6. Limitations and Trade-offs¶

Assumptions in clustering and pruning:
Quality pruning relies on scores predicted by fastText models trained on LLM annotations (Nemotron‑340B), which may encode annotator model biases and prompt design artifacts (Sec. 4.1; Appendix A.8). If the scoring scheme shifts, cluster retention could change.
Dependence on embedding model:
The initial grouping quality depends on the embedding model (textstella_en_400M_v5); domain‑shifted or multilingual content might be imperfectly captured without dedicated embeddings (Sec. 4.1).
Compute requirements for search:
Even with predictors, CLIMB’s default search uses 112 proxy runs (64/32/16). While cheaper than exhaustive sweeps, it is still nontrivial, especially if proxies are large or long‑trained (Sec. 4.1; Table 3).
Task‑objective coupling:
The mixture is optimized for specific validation tasks (PIQA, ARC_E, HellaSwag). Although transfer appears robust (Table 1), extreme domain shifts (e.g., code generation, multilingual tasks) may need re-optimization (Sec. 5.1).
Static clusters during search:
Clusters are fixed after preprocessing; there is no online reclustering as the search progresses. Mis-clustered or heterogeneous groups cannot be split adaptively mid‑search (Sec. 3.1–3.2).
Scaling law deviations:
The base models are pre-trained on 10T tokens, acknowledged as over-training relative to standard scaling-law guidance (Appendix A.1.3). This helps standardize the starting point but complicates cross‑paper efficiency comparisons.
Transparency of per‑candidate proxy training budget:
While iteration counts are clear, the exact per-candidate proxy training tokens/steps are not detailed in the main text, which would help readers estimate practical compute (Sec. 4.1 describes counts and predictor training, not the proxy token budget).

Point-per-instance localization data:

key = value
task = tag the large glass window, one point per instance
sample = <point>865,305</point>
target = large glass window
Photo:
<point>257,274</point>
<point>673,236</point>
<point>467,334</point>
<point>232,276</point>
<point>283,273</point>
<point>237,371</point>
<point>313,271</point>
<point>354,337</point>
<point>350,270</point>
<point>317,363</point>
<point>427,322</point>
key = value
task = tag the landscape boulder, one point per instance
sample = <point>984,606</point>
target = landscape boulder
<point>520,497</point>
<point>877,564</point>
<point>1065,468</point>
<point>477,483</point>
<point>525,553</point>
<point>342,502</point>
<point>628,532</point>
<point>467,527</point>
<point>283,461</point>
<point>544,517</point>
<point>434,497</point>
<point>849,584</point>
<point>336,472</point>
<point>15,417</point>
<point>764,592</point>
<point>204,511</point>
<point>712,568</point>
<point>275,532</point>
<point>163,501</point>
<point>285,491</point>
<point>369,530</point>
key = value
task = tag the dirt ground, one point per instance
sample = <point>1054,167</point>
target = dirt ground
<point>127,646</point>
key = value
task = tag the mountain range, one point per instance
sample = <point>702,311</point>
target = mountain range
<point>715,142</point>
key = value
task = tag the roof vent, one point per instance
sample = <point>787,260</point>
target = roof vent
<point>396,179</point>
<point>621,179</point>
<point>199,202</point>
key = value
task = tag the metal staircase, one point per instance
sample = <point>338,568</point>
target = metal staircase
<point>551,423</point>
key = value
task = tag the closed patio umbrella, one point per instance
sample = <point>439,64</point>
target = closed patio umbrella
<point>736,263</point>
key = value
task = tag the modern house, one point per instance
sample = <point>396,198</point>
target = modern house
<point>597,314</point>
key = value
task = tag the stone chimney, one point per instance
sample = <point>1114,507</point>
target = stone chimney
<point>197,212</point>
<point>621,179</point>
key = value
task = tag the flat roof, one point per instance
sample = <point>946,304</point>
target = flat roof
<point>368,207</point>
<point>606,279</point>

Tasks and exercises:
1) Reproduce the part of the limitations passage that opens with the words containing "6. Limitations and" and closes with "embeddings (Sec. 4.1).".
2) According to the limitations passage, why can't mis-clustered or heterogeneous groups be split adaptively during the search? Answer in one to three sentences.
This material has no connection to the limitations passage.

Answers by item number:
1)
6. Limitations and Trade-offs¶

Assumptions in clustering and pruning:
Quality pruning relies on scores predicted by fastText models trained on LLM annotations (Nemotron‑340B), which may encode annotator model biases and prompt design artifacts (Sec. 4.1; Appendix A.8). If the scoring scheme shifts, cluster retention could change.
Dependence on embedding model:
The initial grouping quality depends on the embedding model (textstella_en_400M_v5); domain‑shifted or multilingual content might be imperfectly captured without dedicated embeddings (Sec. 4.1).

2) The clusters are fixed after preprocessing, and no online reclustering happens as the search progresses. As a result, a poorly formed group stays as it is for the whole search.